• **Your instructions**
Update the rows below by replacing "mask" with "contour" and keeping everything else unchanged. Leave the pictures out of your answer.

── Data shown ──

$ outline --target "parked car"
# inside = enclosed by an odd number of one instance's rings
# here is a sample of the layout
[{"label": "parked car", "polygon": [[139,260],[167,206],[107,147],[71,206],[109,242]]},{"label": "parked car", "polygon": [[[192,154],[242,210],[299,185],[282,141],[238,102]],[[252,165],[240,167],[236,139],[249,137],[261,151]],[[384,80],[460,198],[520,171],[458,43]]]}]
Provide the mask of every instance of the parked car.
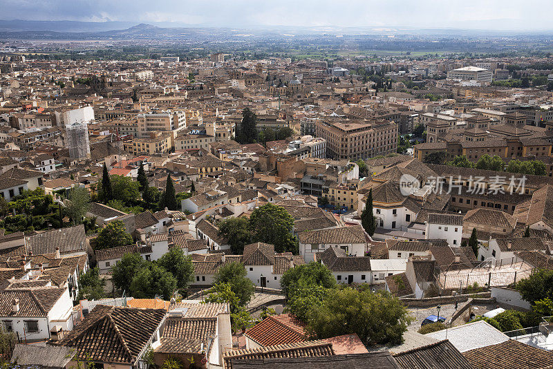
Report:
[{"label": "parked car", "polygon": [[424,318],[424,320],[420,323],[420,326],[422,327],[427,324],[432,324],[433,323],[437,323],[438,321],[440,323],[444,323],[445,321],[445,318],[443,316],[438,316],[438,315],[429,315]]}]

───

• **Task output**
$ outline --target "parked car"
# inside = enclosed by an odd number of one instance's rings
# here is a sample of the layout
[{"label": "parked car", "polygon": [[139,260],[167,206],[107,147],[71,206],[109,242]]},{"label": "parked car", "polygon": [[[192,154],[242,210],[299,185],[282,141],[238,102]],[[252,165],[240,167],[236,139],[249,137],[261,151]],[[384,80],[460,198],[520,171],[458,43]]]}]
Provide the contour of every instance of the parked car.
Report:
[{"label": "parked car", "polygon": [[424,318],[424,320],[420,323],[420,326],[422,327],[427,324],[432,324],[433,323],[437,323],[438,321],[440,323],[444,323],[445,321],[445,318],[443,316],[438,316],[438,315],[429,315]]}]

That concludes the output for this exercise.